• Extrait:
EN: Qu'est ce qui vous fait choisir un rôle ?

MB: Il faut que la femme que je dois interpréter me ressemble ou le contraire de moi, mais il faut que je la comprenne.

EN: Dans L'Appartement par exemple... ?

MB: Pour le moment j'ai eu beaucoup de chance parce que je me suis retrouvée à faire des rôles très différents. Et L'Appartement c'était un peu la femme-rêve. Il y avait une espèce de sensibilité que je peux avoir dans la vie. Alors que pour Dobermann ça n'avait rien à voir. A la fin de Doobermann, je fais sortir des choses de moi-même pour comprendre Nat la Gitane. Parce que c'est vrai que dans la vie, je ne suis pas quelqu'un qui tue les gens, qui lêche les fusil ou qui parle avec le langage des signes. Alors, c'était un vrai rôle décalé. Complètement "déconstruit".

EN: Vous avez eu peur de ce rôle ?

• Liste des tâches:
**a)** Présentez sous forme de liste le paragraphe de l'entretien qui commence par « Pour le moment j'ai eu beaucoup de chance », en gardant ses faits principaux.
**b)** Résumez l'entretien en deux phrases.
**c)** Donnez la suite de l'entretien à partir de la dernière question posée.

• Données enregistrées:

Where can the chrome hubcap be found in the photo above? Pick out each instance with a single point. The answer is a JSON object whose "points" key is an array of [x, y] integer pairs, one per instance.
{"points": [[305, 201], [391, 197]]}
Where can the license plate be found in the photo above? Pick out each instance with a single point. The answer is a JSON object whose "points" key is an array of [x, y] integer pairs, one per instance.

• Résultats par tâche:
**a)**
- MB a eu jusqu'ici beaucoup de chance : ses rôles ont été très différents.
- Dans L'Appartement, le personnage était une sorte de femme-rêve, avec une sensibilité que MB peut avoir dans la vie.
- Pour Dobermann, c'était tout autre chose : MB a dû faire sortir des choses d'elle-même pour comprendre Nat la Gitane.
- Dans la vie, MB ne tue pas les gens, ne lèche pas de fusils et ne parle pas la langue des signes. C'était donc un rôle décalé, complètement « déconstruit ».

**b)** MB explique qu'elle choisit un rôle si elle comprend la femme qu'elle doit interpréter, que celle-ci lui ressemble ou soit son contraire. Elle oppose la femme-rêve de L'Appartement, dont la sensibilité est proche de la sienne, au rôle décalé de Nat la Gitane dans Dobermann.

**c)**
MB: Non je me suis beaucoup amusée. Il y avait beaucoup de travail aussi derrière. Pour moi ce film, ce n,était pas simplement une expérience de comédienne, mais aussi une expérience humaine. Pour faire ça, j'ai du apprendre le langage des signes, alors j'ai rencontré des acteurs sourds-muets, j'ai été les voir au théâtre, je suis allé dîner avec eux. Et d'un coup je suis rentré dans un univers qui était inconnu pour moi. Et c'est vrai que c'est une manière de communiquer tellement physique, tellement faite à travers les yeux, les mains, les corps... C'est quelque chose à laquelle on n'est pas habitué. On est toujours gêné à être trop expressifs. Et là c'est tout à fait le contraire. Il faut être très physique.

EN: Vous aviez une confiance totale envers Jan Kounen ?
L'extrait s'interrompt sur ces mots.